What is being asked: Could you transcribe every record below exactly as written, leaving out any pictures?

Data records:
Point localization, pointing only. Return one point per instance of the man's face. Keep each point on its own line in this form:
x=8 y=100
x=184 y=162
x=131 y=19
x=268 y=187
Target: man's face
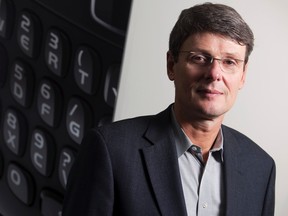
x=206 y=91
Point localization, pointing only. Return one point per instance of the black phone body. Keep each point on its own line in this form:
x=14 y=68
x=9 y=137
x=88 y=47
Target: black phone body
x=60 y=64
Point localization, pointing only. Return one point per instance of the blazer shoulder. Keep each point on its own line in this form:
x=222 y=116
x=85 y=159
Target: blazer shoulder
x=246 y=144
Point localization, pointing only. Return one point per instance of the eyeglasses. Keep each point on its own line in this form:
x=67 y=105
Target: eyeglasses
x=229 y=65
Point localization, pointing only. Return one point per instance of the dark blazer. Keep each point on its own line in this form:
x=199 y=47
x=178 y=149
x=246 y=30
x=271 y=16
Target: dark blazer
x=131 y=168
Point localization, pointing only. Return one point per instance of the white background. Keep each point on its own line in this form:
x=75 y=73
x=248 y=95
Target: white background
x=261 y=109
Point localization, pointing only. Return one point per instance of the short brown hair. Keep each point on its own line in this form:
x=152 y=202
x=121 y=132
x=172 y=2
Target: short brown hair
x=213 y=18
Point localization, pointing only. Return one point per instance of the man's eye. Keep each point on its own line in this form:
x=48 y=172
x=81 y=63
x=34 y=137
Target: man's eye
x=198 y=59
x=229 y=62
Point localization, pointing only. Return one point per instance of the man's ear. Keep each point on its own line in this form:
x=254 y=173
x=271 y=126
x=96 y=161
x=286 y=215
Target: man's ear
x=243 y=78
x=170 y=65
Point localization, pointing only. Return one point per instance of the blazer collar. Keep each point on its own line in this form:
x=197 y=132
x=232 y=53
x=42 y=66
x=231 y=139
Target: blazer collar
x=233 y=172
x=162 y=165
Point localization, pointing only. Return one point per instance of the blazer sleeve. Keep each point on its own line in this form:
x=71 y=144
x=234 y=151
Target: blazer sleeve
x=90 y=189
x=269 y=202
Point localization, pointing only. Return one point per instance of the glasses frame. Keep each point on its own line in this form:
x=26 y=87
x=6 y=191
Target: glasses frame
x=212 y=59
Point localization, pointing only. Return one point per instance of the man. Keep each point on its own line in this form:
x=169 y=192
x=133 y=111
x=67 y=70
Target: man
x=182 y=161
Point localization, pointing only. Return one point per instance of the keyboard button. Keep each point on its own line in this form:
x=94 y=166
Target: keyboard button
x=42 y=152
x=1 y=164
x=87 y=69
x=21 y=83
x=111 y=85
x=4 y=63
x=6 y=18
x=51 y=204
x=21 y=184
x=49 y=102
x=28 y=34
x=67 y=157
x=78 y=119
x=15 y=131
x=56 y=52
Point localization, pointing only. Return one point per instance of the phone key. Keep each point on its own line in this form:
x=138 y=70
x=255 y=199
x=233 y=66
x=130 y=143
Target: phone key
x=42 y=152
x=29 y=34
x=56 y=52
x=50 y=204
x=3 y=65
x=1 y=164
x=78 y=119
x=111 y=85
x=22 y=83
x=6 y=18
x=67 y=157
x=15 y=131
x=87 y=69
x=49 y=102
x=21 y=184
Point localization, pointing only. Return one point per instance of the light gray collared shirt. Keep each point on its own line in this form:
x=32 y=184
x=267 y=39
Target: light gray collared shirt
x=202 y=184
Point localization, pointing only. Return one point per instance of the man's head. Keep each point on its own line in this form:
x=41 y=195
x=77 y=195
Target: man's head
x=207 y=60
x=211 y=18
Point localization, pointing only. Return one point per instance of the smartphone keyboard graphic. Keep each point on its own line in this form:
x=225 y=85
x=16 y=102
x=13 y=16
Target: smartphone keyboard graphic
x=60 y=65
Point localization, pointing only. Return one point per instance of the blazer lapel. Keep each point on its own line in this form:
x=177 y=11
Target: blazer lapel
x=162 y=165
x=233 y=173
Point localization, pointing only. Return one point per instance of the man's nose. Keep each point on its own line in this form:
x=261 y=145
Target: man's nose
x=214 y=70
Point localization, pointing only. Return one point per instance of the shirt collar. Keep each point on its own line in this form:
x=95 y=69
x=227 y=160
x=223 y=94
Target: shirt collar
x=183 y=143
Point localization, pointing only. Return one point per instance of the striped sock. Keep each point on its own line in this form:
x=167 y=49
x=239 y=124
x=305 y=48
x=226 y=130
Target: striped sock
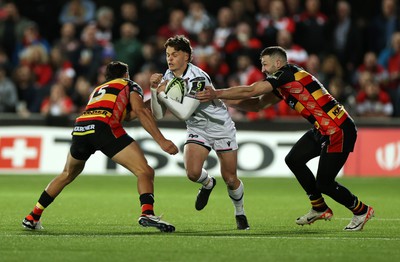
x=359 y=208
x=319 y=204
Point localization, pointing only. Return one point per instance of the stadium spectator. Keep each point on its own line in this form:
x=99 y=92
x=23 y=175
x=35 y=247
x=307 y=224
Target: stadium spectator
x=270 y=19
x=370 y=64
x=197 y=19
x=242 y=40
x=224 y=27
x=87 y=59
x=31 y=36
x=152 y=15
x=393 y=87
x=372 y=101
x=344 y=93
x=151 y=54
x=203 y=133
x=204 y=47
x=128 y=47
x=29 y=94
x=57 y=103
x=294 y=9
x=8 y=92
x=12 y=27
x=217 y=68
x=78 y=12
x=382 y=26
x=128 y=13
x=113 y=141
x=68 y=41
x=37 y=58
x=311 y=28
x=173 y=27
x=387 y=52
x=243 y=11
x=330 y=68
x=104 y=24
x=332 y=138
x=58 y=62
x=345 y=39
x=296 y=54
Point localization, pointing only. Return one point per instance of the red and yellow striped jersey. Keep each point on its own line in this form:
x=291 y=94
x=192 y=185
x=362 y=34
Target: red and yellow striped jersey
x=305 y=94
x=109 y=102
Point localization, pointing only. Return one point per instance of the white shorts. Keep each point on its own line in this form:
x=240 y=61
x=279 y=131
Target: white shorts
x=219 y=141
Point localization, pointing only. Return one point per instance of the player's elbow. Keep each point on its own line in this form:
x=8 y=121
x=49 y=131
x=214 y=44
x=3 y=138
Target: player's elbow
x=183 y=117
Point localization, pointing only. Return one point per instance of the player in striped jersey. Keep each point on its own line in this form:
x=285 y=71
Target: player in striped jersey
x=332 y=138
x=209 y=126
x=99 y=127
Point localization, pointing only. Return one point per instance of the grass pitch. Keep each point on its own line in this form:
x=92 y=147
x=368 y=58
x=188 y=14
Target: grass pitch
x=95 y=219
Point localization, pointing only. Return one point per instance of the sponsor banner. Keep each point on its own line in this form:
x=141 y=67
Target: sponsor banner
x=377 y=153
x=43 y=150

Response to the task:
Point localization, pointing only. Return one point per instance of the man's face. Keep each point on its own line in this form:
x=8 y=100
x=184 y=162
x=131 y=19
x=268 y=187
Target: man's face
x=206 y=91
Point localization, pointing only. Return one point per instance of the black phone body. Keep each point on its own line in this form:
x=14 y=68
x=9 y=137
x=88 y=47
Target: black phone body
x=60 y=64
Point localization, pointing only. Return one point per instance of the blazer shoulder. Keep each point on its own line in this form:
x=222 y=116
x=85 y=159
Target: blazer shoulder
x=246 y=144
Point localization, pointing only. Return one point per instance of the eyeglasses. Keep each point on its own line in this form:
x=67 y=105
Target: eyeglasses
x=229 y=65
Point localization, pointing only. Return one point per instance of the dark blazer. Keep each point on its own line in this form:
x=199 y=47
x=178 y=149
x=246 y=30
x=271 y=16
Target: dark blazer
x=131 y=168
Point localization, pointing only. Return one point per instance of the white background. Keep each point on its own line in this form:
x=75 y=73
x=248 y=95
Target: white background
x=261 y=109
Point localization, pointing only. Return one point per instance of the short brown hair. Keep each point on its own line in this form:
x=152 y=202
x=121 y=132
x=172 y=2
Target: short brown hair
x=213 y=18
Point localization, pointing only. Return one point per instance of the man's eye. Keep each point on its own line in this form:
x=48 y=172
x=81 y=63
x=34 y=137
Target: man's eye
x=198 y=59
x=229 y=62
Point localization, pointing only. Return one point per instance of the man's ear. Keep each point on its own line in this form:
x=254 y=173
x=271 y=126
x=96 y=161
x=286 y=215
Target: man's ear
x=243 y=78
x=170 y=65
Point localization, pointing only. Return one point per instance of the blazer collar. Keep each point on its own line in this form:
x=197 y=132
x=232 y=53
x=42 y=66
x=231 y=139
Target: blazer collar
x=233 y=172
x=162 y=165
Point localization, pointing only. Return one point per instance of the blazer sleeve. Keep each point on its own line in this form:
x=71 y=144
x=234 y=151
Target: blazer sleeve
x=90 y=189
x=269 y=202
Point localization, pointing only. Return one point per instance of the glasses frame. Keep each point on its own line in this form:
x=26 y=87
x=6 y=191
Target: glasses frame
x=212 y=59
Point localization, pointing only. Return one point per instance of the man. Keep each point on its own line in this form:
x=169 y=192
x=133 y=111
x=67 y=70
Target: man
x=182 y=161
Point localization, pointing only. Return one point per instance of the keyboard button. Keep each point on its own line in this form:
x=94 y=166
Target: keyboard button
x=42 y=152
x=1 y=164
x=87 y=69
x=21 y=83
x=111 y=85
x=4 y=63
x=6 y=18
x=51 y=204
x=21 y=184
x=49 y=102
x=28 y=34
x=67 y=157
x=78 y=119
x=15 y=131
x=56 y=52
Point localization, pointing only. Return one point per instance of the phone key. Keep each point on its own line in this form:
x=138 y=70
x=255 y=199
x=233 y=66
x=130 y=143
Target: phone key
x=42 y=152
x=29 y=34
x=56 y=52
x=50 y=204
x=3 y=65
x=1 y=164
x=78 y=119
x=111 y=85
x=22 y=83
x=6 y=18
x=67 y=157
x=15 y=131
x=87 y=69
x=49 y=102
x=21 y=184
Point localization, pointing only. Return one point per instance of the light gray collared shirt. Keep each point on its own line in this form:
x=32 y=184
x=267 y=39
Target: light gray collared shirt
x=202 y=184
Point localization, pointing only. Return one point per instance of the man's head. Keep each point on its own line in this form:
x=41 y=195
x=77 y=195
Target: man's head
x=207 y=60
x=211 y=18
Point localization, pointing only. Return one point per instance of the smartphone keyboard graphic. Keep each point on its own line in this form:
x=225 y=85
x=16 y=102
x=13 y=16
Target: smartphone keyboard graphic
x=60 y=65
Point localization, pointing only. Return one point per instance of the blazer lapel. Keep each point on its own line in this form:
x=177 y=11
Target: blazer lapel
x=162 y=165
x=233 y=173
Point localization, pointing only. Return one point per instance of the man's nose. Keep each point on its own line in this form:
x=261 y=145
Target: man's nose
x=214 y=70
Point localization, pointing only. Return one point per instance of the shirt collar. Keep each point on its own line in this form:
x=95 y=69
x=227 y=160
x=223 y=94
Target: shirt collar
x=183 y=143
Point localization, pointing only. Return one point per instance of the striped sock. Keep each point on its own line in this form:
x=167 y=49
x=239 y=124
x=305 y=48
x=226 y=130
Target: striped sock
x=359 y=208
x=319 y=204
Point localization, pointing only. Return one point per instance of the stadium spectator. Keep each point on its own line in this form:
x=99 y=92
x=23 y=175
x=35 y=247
x=307 y=224
Target: stadium spectator
x=270 y=19
x=370 y=64
x=197 y=19
x=242 y=40
x=224 y=27
x=87 y=59
x=31 y=36
x=152 y=15
x=393 y=87
x=372 y=101
x=344 y=93
x=151 y=54
x=203 y=133
x=204 y=47
x=128 y=47
x=29 y=94
x=57 y=103
x=294 y=9
x=8 y=92
x=12 y=27
x=217 y=68
x=78 y=12
x=382 y=26
x=128 y=13
x=113 y=141
x=68 y=41
x=37 y=58
x=311 y=28
x=173 y=27
x=387 y=52
x=243 y=11
x=330 y=68
x=104 y=24
x=332 y=138
x=58 y=62
x=345 y=39
x=296 y=54
Point localization, pointing only. Return one point per instance of the red and yellow striped jersey. Keep each point on its own line in this form:
x=291 y=94
x=192 y=185
x=362 y=34
Target: red and yellow striped jersey
x=305 y=94
x=109 y=102
Point localization, pointing only. Return one point per instance of the white shorts. Keep each point on its own line in this form:
x=240 y=61
x=279 y=131
Target: white shorts
x=219 y=141
Point localization, pointing only. Return one point per instance of the player's elbow. Keep each point on its own line in this form:
x=8 y=121
x=49 y=131
x=214 y=44
x=3 y=138
Target: player's elbow
x=183 y=117
Point localization, pointing only. Return one point per instance of the player in striped jersey. Keep each point on its own line in this form:
x=285 y=71
Target: player in striped jersey
x=332 y=138
x=209 y=126
x=99 y=127
Point localization, pointing only. Return one point per instance of the grass pitch. Keep each point on its own line in this form:
x=92 y=147
x=368 y=58
x=188 y=14
Target: grass pitch
x=95 y=219
Point localization, pointing only. Return one point per instance of the sponsor banner. Keep each point on its own line in this form:
x=141 y=67
Target: sponsor banner
x=377 y=153
x=43 y=150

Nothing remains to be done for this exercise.